>> begin Given records

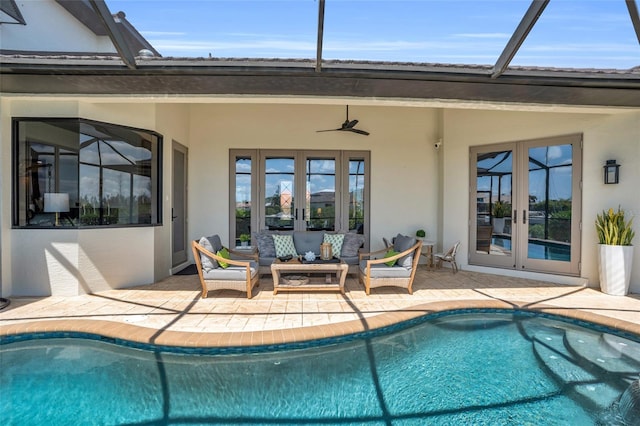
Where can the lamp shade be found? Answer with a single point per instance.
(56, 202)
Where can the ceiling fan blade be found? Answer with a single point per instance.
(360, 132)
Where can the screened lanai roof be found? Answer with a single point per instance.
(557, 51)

>> end Given records
>> begin Given records

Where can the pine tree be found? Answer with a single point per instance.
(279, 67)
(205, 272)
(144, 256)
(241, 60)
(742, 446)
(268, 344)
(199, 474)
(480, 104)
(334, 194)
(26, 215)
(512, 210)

>> end Given records
>> begin Given records

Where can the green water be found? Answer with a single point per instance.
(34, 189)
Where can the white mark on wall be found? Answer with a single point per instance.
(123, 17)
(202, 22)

>> end Given records

● **Directive**
Select every line in the listing above that contains the word "screened", matching case exactly, and copy each of those lines out.

● **Output**
Where can the screened lanai roof be found? Answer with a single point per instance.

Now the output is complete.